Aim of the exercise:
Put the part of the listing that opens with the line containing "the white glove." and closes with the line containing "number 7 jersey." into a Markdown table with the columns Row and Text. Number each line in Row, and leave out blank lines and everything outside that part.

Material shown:
************

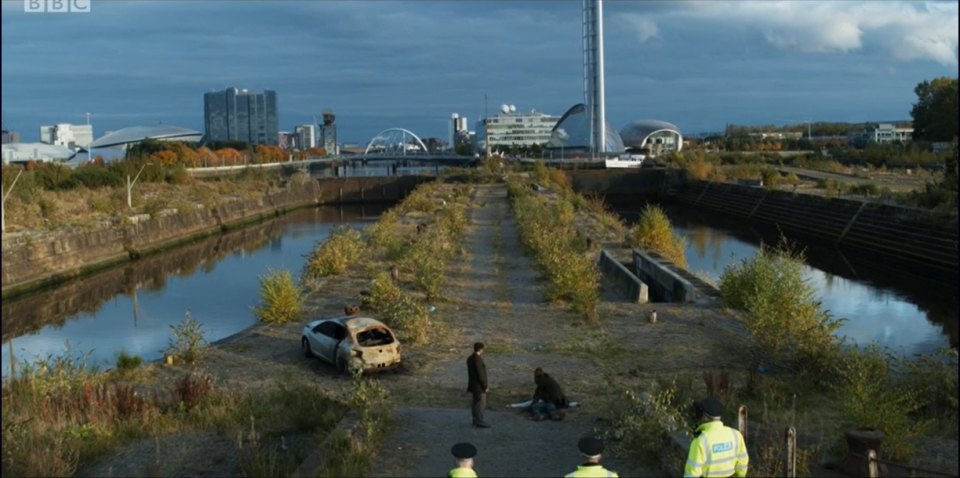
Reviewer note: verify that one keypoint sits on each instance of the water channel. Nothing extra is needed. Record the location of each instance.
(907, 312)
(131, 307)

************

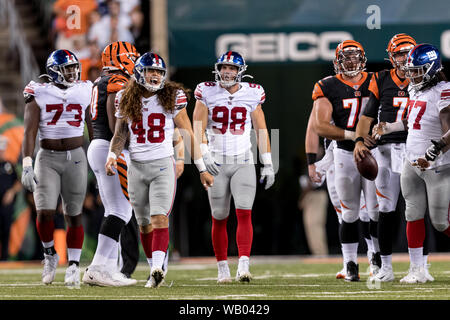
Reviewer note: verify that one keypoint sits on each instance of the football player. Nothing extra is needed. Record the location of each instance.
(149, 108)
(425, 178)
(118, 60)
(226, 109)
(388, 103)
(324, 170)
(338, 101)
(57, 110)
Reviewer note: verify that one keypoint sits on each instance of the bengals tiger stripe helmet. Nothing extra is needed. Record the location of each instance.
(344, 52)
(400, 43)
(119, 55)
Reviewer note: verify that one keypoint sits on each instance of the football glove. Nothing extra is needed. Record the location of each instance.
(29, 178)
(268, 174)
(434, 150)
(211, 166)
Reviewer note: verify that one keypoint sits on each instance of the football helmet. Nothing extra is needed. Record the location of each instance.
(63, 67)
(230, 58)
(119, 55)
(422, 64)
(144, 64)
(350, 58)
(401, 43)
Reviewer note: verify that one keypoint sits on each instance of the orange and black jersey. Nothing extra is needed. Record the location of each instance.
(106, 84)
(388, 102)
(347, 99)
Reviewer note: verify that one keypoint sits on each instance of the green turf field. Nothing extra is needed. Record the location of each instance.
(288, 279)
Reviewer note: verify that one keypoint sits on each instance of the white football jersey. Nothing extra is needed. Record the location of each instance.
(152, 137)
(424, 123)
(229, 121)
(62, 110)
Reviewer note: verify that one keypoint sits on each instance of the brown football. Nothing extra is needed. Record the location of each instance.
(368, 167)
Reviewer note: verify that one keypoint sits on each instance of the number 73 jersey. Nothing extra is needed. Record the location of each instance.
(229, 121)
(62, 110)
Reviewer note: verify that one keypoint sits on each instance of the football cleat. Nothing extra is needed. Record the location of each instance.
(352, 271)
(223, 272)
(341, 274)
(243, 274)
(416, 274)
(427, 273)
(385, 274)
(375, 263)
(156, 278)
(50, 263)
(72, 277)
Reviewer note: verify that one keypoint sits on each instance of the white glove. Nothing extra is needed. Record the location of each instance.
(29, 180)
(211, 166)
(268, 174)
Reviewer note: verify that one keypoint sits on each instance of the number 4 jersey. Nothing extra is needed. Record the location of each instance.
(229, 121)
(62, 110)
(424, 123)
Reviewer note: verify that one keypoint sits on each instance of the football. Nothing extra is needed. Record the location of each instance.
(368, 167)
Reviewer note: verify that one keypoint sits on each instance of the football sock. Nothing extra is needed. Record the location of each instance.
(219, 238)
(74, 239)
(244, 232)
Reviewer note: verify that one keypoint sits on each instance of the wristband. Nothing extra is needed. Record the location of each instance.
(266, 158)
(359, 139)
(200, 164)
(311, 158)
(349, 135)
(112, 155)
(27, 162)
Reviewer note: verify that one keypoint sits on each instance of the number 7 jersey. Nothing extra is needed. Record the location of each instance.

************

Complete output:
| Row | Text |
|---|---|
| 1 | Reviewer note: verify that one keypoint sits on each instance of the white glove. Nothing extra is needed. Record the location of each instance. |
| 2 | (29, 180) |
| 3 | (211, 166) |
| 4 | (268, 174) |
| 5 | Reviewer note: verify that one keypoint sits on each instance of the number 4 jersey. Nothing extra is needed. Record the location of each instance. |
| 6 | (229, 121) |
| 7 | (62, 110) |
| 8 | (424, 123) |
| 9 | Reviewer note: verify that one keypoint sits on each instance of the football. Nothing extra is needed. Record the location of each instance. |
| 10 | (368, 167) |
| 11 | Reviewer note: verify that one keypoint sits on each instance of the football sock. Nothing extra is needed. Record the location of each instance. |
| 12 | (219, 238) |
| 13 | (74, 239) |
| 14 | (244, 232) |
| 15 | Reviewer note: verify that one keypoint sits on each instance of the wristband. Nothing extra is needed. Record the location of each instance. |
| 16 | (266, 158) |
| 17 | (359, 139) |
| 18 | (200, 164) |
| 19 | (311, 158) |
| 20 | (349, 135) |
| 21 | (112, 155) |
| 22 | (27, 162) |
| 23 | Reviewer note: verify that one keypoint sits on each instance of the number 7 jersey. Nothing extra is needed. Record the location of each instance. |